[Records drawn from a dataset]
───

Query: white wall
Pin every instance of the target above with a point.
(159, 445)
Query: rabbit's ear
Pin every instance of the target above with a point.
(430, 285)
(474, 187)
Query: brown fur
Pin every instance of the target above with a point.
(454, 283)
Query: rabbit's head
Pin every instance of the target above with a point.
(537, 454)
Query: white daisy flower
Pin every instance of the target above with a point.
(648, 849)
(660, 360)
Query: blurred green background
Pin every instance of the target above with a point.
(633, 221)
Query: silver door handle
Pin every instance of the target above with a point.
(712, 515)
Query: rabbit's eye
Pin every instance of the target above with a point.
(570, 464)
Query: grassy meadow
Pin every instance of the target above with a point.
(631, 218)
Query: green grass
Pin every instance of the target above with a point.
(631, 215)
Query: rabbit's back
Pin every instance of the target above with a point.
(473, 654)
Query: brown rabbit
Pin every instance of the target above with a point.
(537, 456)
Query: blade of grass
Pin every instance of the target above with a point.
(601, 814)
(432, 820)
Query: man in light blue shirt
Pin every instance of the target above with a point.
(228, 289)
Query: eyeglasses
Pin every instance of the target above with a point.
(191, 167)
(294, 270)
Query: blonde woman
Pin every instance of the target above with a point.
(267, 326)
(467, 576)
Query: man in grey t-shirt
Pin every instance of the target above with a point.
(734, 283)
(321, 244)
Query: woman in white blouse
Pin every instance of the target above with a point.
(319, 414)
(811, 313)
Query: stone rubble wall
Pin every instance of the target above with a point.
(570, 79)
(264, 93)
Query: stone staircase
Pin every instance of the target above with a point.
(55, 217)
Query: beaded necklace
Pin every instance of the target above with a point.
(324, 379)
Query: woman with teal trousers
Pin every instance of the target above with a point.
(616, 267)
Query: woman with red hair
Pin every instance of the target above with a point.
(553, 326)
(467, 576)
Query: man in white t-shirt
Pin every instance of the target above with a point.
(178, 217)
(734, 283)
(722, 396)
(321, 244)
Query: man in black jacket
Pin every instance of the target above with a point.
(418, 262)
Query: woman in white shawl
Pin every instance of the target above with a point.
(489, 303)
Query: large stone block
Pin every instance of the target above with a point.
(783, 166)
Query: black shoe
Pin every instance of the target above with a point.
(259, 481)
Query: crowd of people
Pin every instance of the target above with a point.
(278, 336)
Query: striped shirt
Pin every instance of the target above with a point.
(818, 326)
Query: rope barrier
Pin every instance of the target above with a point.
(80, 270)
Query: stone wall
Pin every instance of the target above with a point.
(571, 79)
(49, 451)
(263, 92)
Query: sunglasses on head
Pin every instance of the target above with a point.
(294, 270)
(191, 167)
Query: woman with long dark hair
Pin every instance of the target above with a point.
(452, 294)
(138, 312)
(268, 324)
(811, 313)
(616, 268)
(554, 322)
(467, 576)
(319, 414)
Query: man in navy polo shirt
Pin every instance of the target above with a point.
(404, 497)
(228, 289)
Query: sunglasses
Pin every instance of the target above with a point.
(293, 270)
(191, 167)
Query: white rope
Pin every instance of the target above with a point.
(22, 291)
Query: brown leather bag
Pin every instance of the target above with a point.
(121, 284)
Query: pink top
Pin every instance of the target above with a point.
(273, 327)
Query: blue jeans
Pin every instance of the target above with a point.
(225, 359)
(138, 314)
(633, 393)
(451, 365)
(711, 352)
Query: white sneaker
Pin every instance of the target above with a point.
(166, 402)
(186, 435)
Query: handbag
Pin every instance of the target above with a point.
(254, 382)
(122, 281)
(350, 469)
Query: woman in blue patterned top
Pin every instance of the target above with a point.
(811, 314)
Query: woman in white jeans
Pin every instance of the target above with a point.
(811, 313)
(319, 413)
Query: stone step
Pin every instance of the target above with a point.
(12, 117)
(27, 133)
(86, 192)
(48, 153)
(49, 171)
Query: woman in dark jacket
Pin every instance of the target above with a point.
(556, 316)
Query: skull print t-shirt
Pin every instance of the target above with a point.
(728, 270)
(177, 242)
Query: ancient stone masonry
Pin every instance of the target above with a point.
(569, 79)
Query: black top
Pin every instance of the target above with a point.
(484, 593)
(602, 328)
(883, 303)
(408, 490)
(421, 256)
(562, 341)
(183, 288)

───

• [YOUR GOAL] The records above, in their entirety, need to be set down again exactly.

• [FINAL ANSWER]
Query: white wall
Pin every instance of the target above with a point.
(159, 445)
Query: rabbit's ear
Pin every instance of the target above with a point.
(430, 285)
(474, 187)
Query: brown fur
Pin every instance of the target above with a point.
(454, 283)
Query: rabbit's head
Pin every instance of the target above with a point.
(537, 454)
Query: white daisy flower
Pin every instance of the target above with a point.
(648, 849)
(660, 360)
Query: blurred green background
Pin every instance of the target above with a point.
(633, 221)
Query: silver door handle
Pin every instance of the target above with a point.
(712, 515)
Query: rabbit's eye
Pin every instance of the target above with a point.
(570, 464)
Query: grassy meadow
Pin every instance of the target above with a point.
(631, 218)
Query: green grass
Pin every instance of the target above with a point.
(631, 215)
Query: rabbit's back
Pin every instance of the target above with a point.
(473, 654)
Query: brown rabbit
Pin every instance of the target above with a point.
(537, 456)
Query: blade of grass
Pin every instance of the target above with a point.
(601, 814)
(432, 820)
Query: man in light blue shirt
Pin every instance of the target above with a point.
(228, 289)
Query: eyeglasses
Pin every instance of the target above with a point.
(191, 167)
(294, 270)
Query: blonde woman
Pin every instance of the target above with a point.
(267, 326)
(467, 576)
Query: man in grey t-shirt
Pin every instance of the target above with a point.
(734, 283)
(321, 244)
Query: woman in white blouse
Pin every instance of the target above with a point.
(319, 414)
(811, 313)
Query: stone rubble wall
Pin every instance of the target above with a point.
(570, 79)
(264, 93)
Query: stone staircase
Pin every instance of the target above with a point.
(55, 217)
Query: beaded necklace
Pin every instance of the target above with a point.
(324, 379)
Query: woman with teal trousers
Pin every instance of the target above with a point.
(616, 267)
Query: woman with red hair
Pin every instance of the target above with a point.
(553, 326)
(467, 576)
Query: man in white t-shirt
Pin every instance of the target above with a point.
(178, 217)
(734, 283)
(722, 396)
(321, 244)
Query: man in black jacket
Pin every instance of the target above with a point.
(418, 262)
Query: woman in white shawl
Pin every instance of the target above with a point.
(489, 303)
Query: large stone block
Pin every instance of the target above with a point.
(783, 166)
Query: black shoe
Pin every instance of the target above with a point.
(259, 481)
Query: crowd of people
Pin every instance of the target above with a point.
(278, 336)
Query: striped shirt
Pin every instance of the target above with a point.
(818, 326)
Query: rope barrier
Pin every instance of the target above with a point.
(80, 270)
Query: stone wall
Pin every instance of the target above with a point.
(571, 79)
(49, 451)
(263, 92)
Query: sunglasses on head
Pin every instance of the target above with a point.
(294, 270)
(191, 167)
Query: woman with long dark hair
Pin every instance of the target above with a point.
(452, 294)
(138, 312)
(268, 324)
(811, 313)
(616, 268)
(554, 322)
(467, 576)
(319, 414)
Query: man in navy polo shirt
Pin every instance of the target above with a point.
(404, 497)
(228, 289)
Query: sunglasses
Pin every instance of the target above with a point.
(293, 270)
(191, 167)
Query: white rope
Pin every instance of the target above with a point.
(22, 291)
Query: brown leather bag
Pin every instance of the target above with a point.
(121, 284)
Query: pink top
Pin every instance of the target above with a point.
(273, 327)
Query: blue jeans
Pin every instance of the target above with a point.
(225, 359)
(138, 314)
(633, 393)
(451, 365)
(711, 352)
Query: white sneaker
Pin every instance of the target above with a point.
(166, 402)
(186, 435)
Query: handbag
Pin every instance of the target above with a point.
(254, 382)
(122, 281)
(350, 469)
Query: woman in blue patterned top
Pin every instance of the target above with a point.
(811, 314)
Query: woman in white jeans
Pin every instance of the target above with a point.
(811, 313)
(319, 413)
Query: stone step
Pin every instance of the target above with a point.
(12, 117)
(27, 133)
(86, 192)
(48, 153)
(49, 171)
Query: woman in dark jacket
Pin every instance of the target above with a point.
(556, 316)
Query: skull print t-shirt
Pin every instance of the target above with a point.
(728, 270)
(177, 242)
Query: ancient stone masonry
Pin every instance of the target above with a point.
(569, 79)
Query: black top
Pin every instance of the target above with a point.
(484, 593)
(602, 328)
(883, 303)
(408, 490)
(421, 256)
(562, 341)
(183, 288)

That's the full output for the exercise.